── Available records
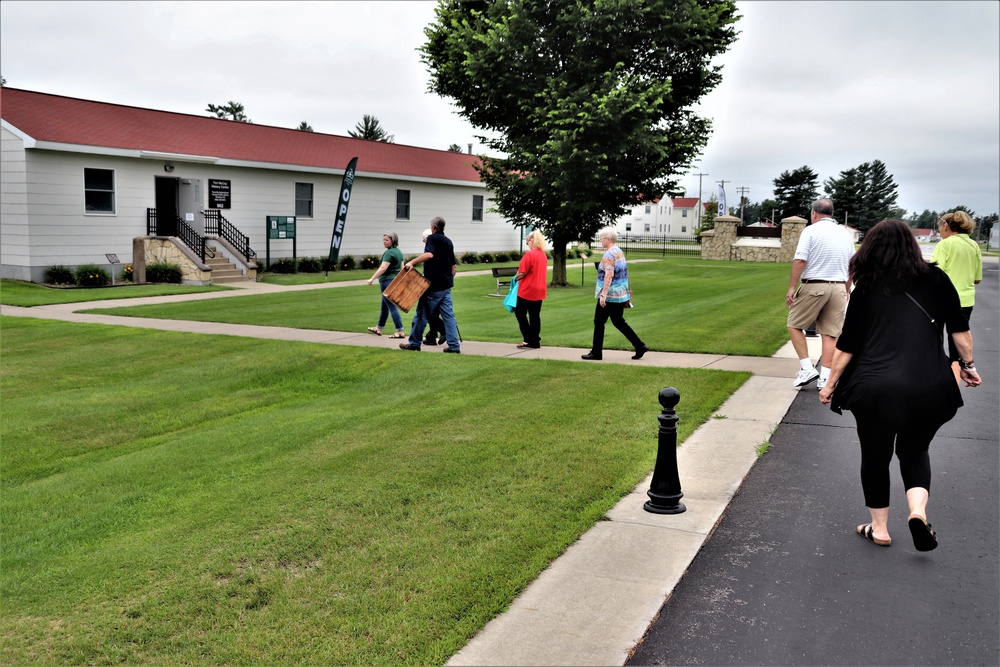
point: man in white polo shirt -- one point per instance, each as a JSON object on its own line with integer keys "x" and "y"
{"x": 820, "y": 262}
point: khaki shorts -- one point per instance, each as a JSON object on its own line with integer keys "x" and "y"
{"x": 822, "y": 303}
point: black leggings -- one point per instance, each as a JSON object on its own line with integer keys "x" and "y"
{"x": 877, "y": 443}
{"x": 952, "y": 350}
{"x": 616, "y": 313}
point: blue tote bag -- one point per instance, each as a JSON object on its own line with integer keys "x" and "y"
{"x": 511, "y": 299}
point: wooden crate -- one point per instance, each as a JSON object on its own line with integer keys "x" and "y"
{"x": 406, "y": 289}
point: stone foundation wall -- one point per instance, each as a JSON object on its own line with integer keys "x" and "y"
{"x": 150, "y": 249}
{"x": 722, "y": 243}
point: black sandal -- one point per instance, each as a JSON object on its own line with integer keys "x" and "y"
{"x": 924, "y": 539}
{"x": 868, "y": 532}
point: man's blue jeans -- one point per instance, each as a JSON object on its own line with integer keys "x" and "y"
{"x": 441, "y": 301}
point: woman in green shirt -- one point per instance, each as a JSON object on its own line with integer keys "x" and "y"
{"x": 392, "y": 261}
{"x": 960, "y": 258}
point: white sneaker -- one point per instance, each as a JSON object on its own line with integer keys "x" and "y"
{"x": 806, "y": 376}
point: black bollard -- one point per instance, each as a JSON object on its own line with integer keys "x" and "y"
{"x": 665, "y": 489}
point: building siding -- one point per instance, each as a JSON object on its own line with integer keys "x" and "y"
{"x": 50, "y": 225}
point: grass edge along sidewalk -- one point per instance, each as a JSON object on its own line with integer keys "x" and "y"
{"x": 163, "y": 515}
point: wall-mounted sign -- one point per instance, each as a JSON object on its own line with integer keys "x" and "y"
{"x": 219, "y": 193}
{"x": 281, "y": 226}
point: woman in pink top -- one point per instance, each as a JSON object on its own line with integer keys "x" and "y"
{"x": 532, "y": 275}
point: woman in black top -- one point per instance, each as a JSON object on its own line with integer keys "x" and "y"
{"x": 890, "y": 370}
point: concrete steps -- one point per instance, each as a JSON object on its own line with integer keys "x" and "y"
{"x": 224, "y": 271}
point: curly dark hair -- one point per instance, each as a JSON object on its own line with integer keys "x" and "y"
{"x": 889, "y": 259}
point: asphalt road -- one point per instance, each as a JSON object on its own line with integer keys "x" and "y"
{"x": 785, "y": 581}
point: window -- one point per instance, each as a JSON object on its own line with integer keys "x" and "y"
{"x": 99, "y": 190}
{"x": 303, "y": 200}
{"x": 402, "y": 204}
{"x": 477, "y": 208}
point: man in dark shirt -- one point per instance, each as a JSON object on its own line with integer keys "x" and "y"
{"x": 439, "y": 256}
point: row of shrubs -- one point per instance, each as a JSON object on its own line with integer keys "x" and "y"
{"x": 371, "y": 262}
{"x": 94, "y": 275}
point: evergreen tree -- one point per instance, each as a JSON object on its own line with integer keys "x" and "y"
{"x": 795, "y": 191}
{"x": 230, "y": 111}
{"x": 370, "y": 128}
{"x": 864, "y": 195}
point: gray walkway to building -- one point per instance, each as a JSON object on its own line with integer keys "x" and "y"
────
Once the pictures are removed, output the remaining material exactly.

point: man in white polo shirt -- one point per instance, each as a JSON object on its own line with integer keys "x" and "y"
{"x": 820, "y": 262}
point: khaki shorts -- one point per instance, each as a JSON object on its own line with integer keys "x" and "y"
{"x": 822, "y": 303}
point: black leggings -- one point per instance, each as a JSON object on its own line with integer keys "x" and "y"
{"x": 877, "y": 443}
{"x": 952, "y": 350}
{"x": 616, "y": 313}
point: blue tote bag -- one point per instance, each as a JSON object on its own line with integer keys "x" and "y"
{"x": 511, "y": 299}
point: wooden crate -- one point per instance, each as a JSON object on its own line with integer keys "x" and "y"
{"x": 406, "y": 289}
point: stone foundation wall -- one point per instance, each as a JSON object on its own line with integer keys "x" and "y"
{"x": 150, "y": 249}
{"x": 722, "y": 243}
point: black sandal -- one point per instance, each as a JSON object on its own line with integer keys "x" and "y"
{"x": 924, "y": 539}
{"x": 868, "y": 532}
point: man's blue jeans -- one point per instance, each as a JSON object on its own line with integer keys "x" and "y"
{"x": 441, "y": 301}
point: woman in green shirt -- one point per instance, each as a JSON object on its own line with integer keys "x" and "y"
{"x": 392, "y": 261}
{"x": 960, "y": 258}
point: white sneaker -- one point per instance, each as a JSON object on its own line with integer keys "x" and "y"
{"x": 806, "y": 376}
point: black bollard -- one point per instance, each as a JSON object on its own line with integer keys "x" and "y"
{"x": 665, "y": 489}
point: building siding -- one point per instance, each as a JSON object on its own line with integer keys "x" and "y"
{"x": 50, "y": 225}
point: grass edge along sidewalk -- one point per instance, each as a JSON object on its own line with integer keys "x" and "y"
{"x": 163, "y": 515}
point: wall-mounted sign -- one point per instance, each as a JSON object on its own line with integer keys "x" and "y"
{"x": 219, "y": 193}
{"x": 281, "y": 226}
point: woman in pink top -- one point per instance, each as a JSON object on its own line with integer keys "x" and "y"
{"x": 532, "y": 275}
point: woman in black top -- one point per instance, each as a JSON object on its own line with integer keys "x" and "y"
{"x": 890, "y": 370}
point: concrete steps -- one point per instance, each as a JSON object on its own line with integer keys "x" and "y"
{"x": 224, "y": 271}
point: curly dark hair -- one point per instance, each as a JSON object on its own line with integer keys "x" and "y"
{"x": 889, "y": 259}
point: asphalt road -- one point per instance, each as a JSON object on its own line with integer keys "x" and "y"
{"x": 785, "y": 581}
point: window -- one point per instance, each as a JSON object on its own line with integer keys "x" and "y"
{"x": 99, "y": 190}
{"x": 303, "y": 200}
{"x": 402, "y": 204}
{"x": 477, "y": 208}
point: man in dark shirt -- one point per instance, each as a JSON object on its own line with integer keys "x" and "y"
{"x": 439, "y": 256}
point: row of shrubs -- one point per instance, each as a JSON object on its own line with integer keys "x" and "y"
{"x": 371, "y": 262}
{"x": 94, "y": 275}
point: evergreen tree -- one point per instance, each as a JSON object on its own line with integer keys "x" and "y"
{"x": 795, "y": 191}
{"x": 230, "y": 111}
{"x": 370, "y": 128}
{"x": 864, "y": 195}
point: gray walkway to building -- one point per instance, each as a JSON object on its own line with integer keys "x" and "y"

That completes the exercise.